▶ _Given problem_
Reproduce every item below verbatim, line for line, without altering any character.
* start *
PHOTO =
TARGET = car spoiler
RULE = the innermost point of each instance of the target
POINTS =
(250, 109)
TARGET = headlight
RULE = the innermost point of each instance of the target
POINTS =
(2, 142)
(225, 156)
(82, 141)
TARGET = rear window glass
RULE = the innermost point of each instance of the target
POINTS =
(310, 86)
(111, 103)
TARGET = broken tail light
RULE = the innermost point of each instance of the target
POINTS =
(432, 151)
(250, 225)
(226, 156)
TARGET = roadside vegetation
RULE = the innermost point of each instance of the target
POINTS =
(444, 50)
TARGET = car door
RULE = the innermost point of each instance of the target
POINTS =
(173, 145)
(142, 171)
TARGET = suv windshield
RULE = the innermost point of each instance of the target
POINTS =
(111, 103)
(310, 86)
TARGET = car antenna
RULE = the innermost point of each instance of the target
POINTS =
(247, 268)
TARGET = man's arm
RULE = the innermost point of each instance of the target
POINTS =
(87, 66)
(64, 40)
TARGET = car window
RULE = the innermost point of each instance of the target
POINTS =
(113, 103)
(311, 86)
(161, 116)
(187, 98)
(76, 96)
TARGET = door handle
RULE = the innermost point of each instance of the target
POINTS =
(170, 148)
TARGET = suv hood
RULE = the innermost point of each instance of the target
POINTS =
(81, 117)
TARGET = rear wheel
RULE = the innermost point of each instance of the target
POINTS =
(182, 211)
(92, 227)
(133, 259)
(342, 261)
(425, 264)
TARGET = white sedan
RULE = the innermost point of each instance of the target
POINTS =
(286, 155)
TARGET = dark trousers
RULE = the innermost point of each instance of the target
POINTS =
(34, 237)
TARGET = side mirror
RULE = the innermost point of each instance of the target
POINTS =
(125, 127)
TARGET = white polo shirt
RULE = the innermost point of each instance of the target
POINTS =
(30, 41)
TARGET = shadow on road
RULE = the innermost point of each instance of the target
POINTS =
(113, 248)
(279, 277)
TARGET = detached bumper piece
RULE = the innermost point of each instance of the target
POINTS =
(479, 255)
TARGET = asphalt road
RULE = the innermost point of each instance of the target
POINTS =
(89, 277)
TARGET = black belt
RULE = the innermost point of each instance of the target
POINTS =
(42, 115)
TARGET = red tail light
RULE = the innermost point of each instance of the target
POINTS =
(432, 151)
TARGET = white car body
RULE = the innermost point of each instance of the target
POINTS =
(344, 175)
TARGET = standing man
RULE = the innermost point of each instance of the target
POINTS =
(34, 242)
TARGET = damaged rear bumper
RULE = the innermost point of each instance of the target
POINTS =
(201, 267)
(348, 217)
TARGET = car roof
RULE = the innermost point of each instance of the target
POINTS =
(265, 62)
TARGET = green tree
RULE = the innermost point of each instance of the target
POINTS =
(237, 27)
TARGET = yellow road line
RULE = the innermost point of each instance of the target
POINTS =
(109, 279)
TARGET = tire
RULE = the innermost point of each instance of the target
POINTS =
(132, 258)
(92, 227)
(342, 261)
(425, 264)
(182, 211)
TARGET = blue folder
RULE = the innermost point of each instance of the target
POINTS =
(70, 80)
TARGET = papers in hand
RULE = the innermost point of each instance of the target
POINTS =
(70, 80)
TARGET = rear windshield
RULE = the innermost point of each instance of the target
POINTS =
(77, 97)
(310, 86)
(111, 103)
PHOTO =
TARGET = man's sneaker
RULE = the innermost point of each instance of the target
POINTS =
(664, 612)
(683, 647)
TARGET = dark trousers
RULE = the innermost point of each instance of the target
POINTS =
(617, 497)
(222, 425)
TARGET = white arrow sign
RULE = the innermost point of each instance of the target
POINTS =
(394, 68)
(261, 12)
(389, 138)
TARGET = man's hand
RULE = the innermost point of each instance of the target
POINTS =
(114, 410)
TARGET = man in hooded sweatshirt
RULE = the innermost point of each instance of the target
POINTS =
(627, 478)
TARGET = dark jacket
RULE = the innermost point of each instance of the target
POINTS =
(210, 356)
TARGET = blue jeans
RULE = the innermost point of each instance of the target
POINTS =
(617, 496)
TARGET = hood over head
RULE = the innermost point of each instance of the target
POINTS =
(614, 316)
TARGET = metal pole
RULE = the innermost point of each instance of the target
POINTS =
* end *
▶ _In response_
PHOTO =
TARGET = car spoiler
RULE = the innermost point of each instance of the target
POINTS =
(250, 109)
TARGET = headlight
RULE = the innermost point of each instance of the target
POINTS =
(2, 142)
(225, 156)
(82, 141)
TARGET = rear window glass
RULE = the innermost point of each instance of the target
POINTS =
(310, 86)
(111, 103)
TARGET = broken tail light
RULE = the innermost point of each instance of the target
POINTS =
(432, 151)
(250, 225)
(226, 156)
TARGET = roadside vegetation
RULE = the innermost point of each instance of the target
POINTS =
(444, 50)
TARGET = car door
RULE = the innermost point of each instance of the target
POINTS =
(173, 145)
(142, 171)
TARGET = suv windshield
RULE = the innermost point of each instance of the target
POINTS =
(111, 103)
(310, 86)
TARGET = car antenna
RULE = the innermost point of each instance of the target
POINTS =
(247, 268)
TARGET = man's arm
RULE = the innermost point of each instance of the target
POINTS =
(87, 66)
(64, 40)
TARGET = car window
RULE = the innermost point of each instance of the target
POINTS =
(113, 103)
(311, 86)
(161, 116)
(187, 98)
(76, 96)
TARGET = door handle
RULE = the innermost point of each instance of the target
POINTS =
(170, 148)
TARGET = suv hood
RULE = the innermost point of each instance of the target
POINTS =
(81, 117)
TARGET = rear wheel
RULE = the innermost point of each instance of the target
POINTS =
(182, 211)
(92, 227)
(133, 259)
(342, 261)
(425, 264)
TARGET = white sedan
RULE = the innermost point of each instance of the target
POINTS =
(286, 155)
TARGET = dark trousers
RULE = the innermost point of each instance of the target
POINTS =
(34, 237)
TARGET = side mirror
RULE = the innermost point of each instance of the target
POINTS =
(125, 127)
TARGET = white polo shirt
RULE = the innermost point of each instance of the target
POINTS =
(30, 41)
TARGET = shadow on road
RULE = the innermost point of each instance of the target
POINTS =
(113, 248)
(279, 277)
TARGET = detached bumper piece
RULE = the innermost point of each instance of the target
POINTS =
(479, 255)
TARGET = asphalt road
RULE = the innermost point of each instance of the target
POINTS =
(89, 277)
TARGET = black belt
RULE = the innermost point of each instance of the target
POINTS =
(42, 115)
TARGET = red tail light
RULE = the innermost point of each instance of the target
POINTS =
(432, 151)
TARGET = white car body
RULE = the innermost point of each instance of the target
POINTS =
(344, 175)
TARGET = standing man
RULE = the innermost point of each instance of the target
POINTS =
(34, 242)
TARGET = damaged rear bumper
RULE = the innermost point of each instance of the target
POINTS =
(201, 267)
(348, 217)
TARGET = car roof
RULE = the innermost point of each instance of the target
POINTS =
(265, 62)
TARGET = green tree
RULE = the innermost point of each instance of the target
POINTS =
(237, 27)
TARGET = yellow road line
RULE = the innermost point of each instance of the target
POINTS =
(109, 279)
TARGET = tire
RULE = the innermost point of each instance of the target
POINTS =
(132, 258)
(92, 227)
(342, 261)
(425, 264)
(182, 211)
TARGET = blue folder
RULE = the innermost point of each instance of the target
POINTS =
(70, 80)
TARGET = papers in hand
RULE = the innermost point of each instance of the target
POINTS =
(70, 80)
TARGET = rear windshield
RULE = the innermost point of each instance of the target
POINTS =
(77, 97)
(310, 86)
(111, 103)
PHOTO =
TARGET = man's sneaker
RULE = the innermost point of each instance of the target
POINTS =
(664, 612)
(683, 647)
TARGET = dark trousers
RULE = the innermost point of each instance of the target
POINTS =
(617, 497)
(222, 425)
TARGET = white arrow sign
RULE = the innermost point of each instance of the target
POINTS =
(394, 68)
(261, 12)
(389, 138)
TARGET = man's hand
RULE = the innermost point of each instance of the target
POINTS =
(114, 410)
TARGET = man in hooded sweatshirt
RULE = the innermost point of each instance of the target
POINTS =
(627, 478)
TARGET = dark jacket
RULE = the innermost point of each instance of the target
POINTS =
(210, 356)
TARGET = blue jeans
RULE = the innermost point of each instance of the target
POINTS =
(617, 496)
TARGET = hood over head
RULE = the innermost point of each instance of the target
POINTS =
(614, 316)
TARGET = metal pole
RULE = the innermost point of each instance of the target
POINTS =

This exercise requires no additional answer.